- [Directive]: Leave out the pictures and copy each record below exactly.

- [Material provided]:
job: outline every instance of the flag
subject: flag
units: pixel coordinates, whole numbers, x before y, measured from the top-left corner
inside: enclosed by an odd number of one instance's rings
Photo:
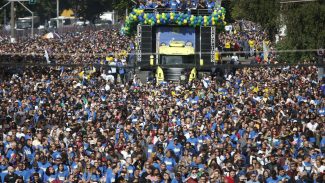
[[[269,52],[270,52],[270,49],[266,43],[266,41],[263,41],[263,55],[264,55],[264,61],[269,63]]]
[[[46,49],[44,49],[44,57],[45,57],[45,59],[46,59],[46,62],[49,64],[49,63],[51,63],[51,61],[50,61],[50,58],[49,58],[49,53],[47,52],[47,50]]]

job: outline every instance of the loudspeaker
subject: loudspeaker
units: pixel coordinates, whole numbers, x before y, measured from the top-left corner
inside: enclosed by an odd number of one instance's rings
[[[153,30],[152,26],[142,25],[141,33],[141,62],[149,62],[150,55],[153,53]]]
[[[201,59],[204,64],[211,64],[211,27],[201,27]]]

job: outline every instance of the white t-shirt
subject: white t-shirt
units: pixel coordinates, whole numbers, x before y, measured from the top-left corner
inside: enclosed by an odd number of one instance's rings
[[[317,127],[318,127],[318,123],[314,123],[314,124],[312,124],[311,122],[307,123],[307,128],[312,132],[315,132]]]

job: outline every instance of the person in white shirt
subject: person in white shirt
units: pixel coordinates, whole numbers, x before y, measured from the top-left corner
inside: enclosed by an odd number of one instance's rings
[[[316,160],[316,163],[313,165],[312,172],[315,174],[320,174],[325,171],[325,166],[322,165],[322,162],[320,160]]]
[[[236,55],[236,53],[234,53],[234,55],[231,57],[231,61],[233,61],[234,64],[238,64],[239,63],[239,58]]]
[[[314,133],[316,132],[317,127],[318,127],[318,123],[316,123],[314,120],[307,123],[307,128]]]

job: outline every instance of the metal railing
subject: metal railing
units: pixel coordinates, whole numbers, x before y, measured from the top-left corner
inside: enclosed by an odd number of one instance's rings
[[[95,25],[87,25],[87,26],[64,26],[60,28],[45,28],[45,29],[37,29],[34,28],[34,34],[35,35],[44,35],[48,32],[56,32],[58,34],[66,34],[69,32],[84,32],[84,31],[96,31],[96,30],[108,30],[116,28],[119,29],[121,28],[121,25],[116,24],[116,25],[100,25],[100,26],[95,26]],[[0,37],[3,38],[9,38],[10,37],[10,30],[2,29],[0,30]],[[20,41],[25,41],[27,39],[31,38],[31,29],[19,29],[15,30],[15,37],[18,42]],[[1,41],[1,40],[0,40]]]
[[[171,8],[155,8],[155,9],[144,9],[145,13],[171,13],[171,12],[178,12],[178,13],[190,13],[191,15],[196,16],[204,16],[210,15],[214,9],[171,9]]]

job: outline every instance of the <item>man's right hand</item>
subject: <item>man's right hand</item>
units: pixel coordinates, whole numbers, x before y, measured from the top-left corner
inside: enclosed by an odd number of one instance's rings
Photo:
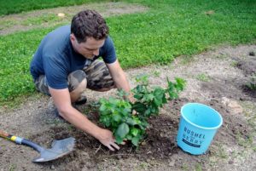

- [Full response]:
job: outline every instance of the flag
subject: flag
units: pixel coordinates, whole numbers, x before y, measured from the top-left corner
inside: enclosed by an odd number of one instance's rings
Photo:
[[[269,52],[270,52],[270,49],[266,43],[266,41],[263,41],[263,55],[264,55],[264,61],[269,63]]]
[[[46,49],[44,49],[44,57],[45,57],[45,59],[46,59],[46,62],[49,64],[49,63],[51,63],[51,61],[50,61],[50,58],[49,58],[49,53],[47,52],[47,50]]]

job: outline every instance of the loudspeaker
subject: loudspeaker
units: pixel coordinates, whole numbers, x before y, measured from the top-left corner
inside: enclosed by an odd number of one instance's rings
[[[153,30],[152,26],[142,25],[141,33],[141,62],[149,62],[150,55],[153,53]]]
[[[201,59],[204,64],[211,64],[211,27],[201,27]]]

job: outline every instance of the white t-shirt
subject: white t-shirt
units: pixel coordinates, whole numbers, x before y, measured from the top-left corner
inside: enclosed by an odd number of one instance's rings
[[[317,127],[318,127],[318,123],[314,123],[314,124],[312,124],[311,122],[307,123],[307,128],[312,132],[315,132]]]

job: outline every instance of the person in white shirt
subject: person in white shirt
units: pixel coordinates, whole numbers, x before y, measured from the top-left corner
inside: enclosed by an odd number of one instance's rings
[[[316,160],[316,163],[313,165],[312,172],[315,174],[320,174],[325,171],[325,166],[322,165],[322,162],[320,160]]]
[[[236,55],[236,53],[234,53],[234,55],[231,57],[231,61],[233,61],[234,64],[238,64],[239,63],[239,58]]]
[[[314,133],[316,132],[317,127],[318,127],[318,123],[316,123],[314,120],[307,123],[307,128]]]

job: outline every instance of the metal railing
subject: metal railing
units: pixel coordinates, whole numbers, x before y, measured from the top-left corner
inside: enclosed by an odd number of one instance's rings
[[[95,25],[87,25],[87,26],[64,26],[60,28],[45,28],[45,29],[37,29],[34,28],[34,34],[35,35],[44,35],[48,32],[56,32],[58,34],[66,34],[69,32],[84,32],[84,31],[96,31],[96,30],[108,30],[116,28],[119,29],[121,28],[121,25],[116,24],[116,25],[100,25],[100,26],[95,26]],[[0,37],[3,38],[9,38],[10,37],[10,30],[2,29],[0,30]],[[20,41],[25,41],[27,39],[31,38],[31,29],[19,29],[15,30],[15,37],[18,42]],[[1,41],[1,40],[0,40]]]
[[[171,8],[155,8],[155,9],[144,9],[145,13],[171,13],[171,12],[178,12],[178,13],[190,13],[191,15],[196,16],[204,16],[210,15],[214,9],[171,9]]]

job: outline every instance of the <item>man's right hand</item>
subject: <item>man's right hand</item>
units: pixel coordinates, whole numbers, x before y, measured from the top-left corner
inside: enclosed by an odd number of one instance's rings
Photo:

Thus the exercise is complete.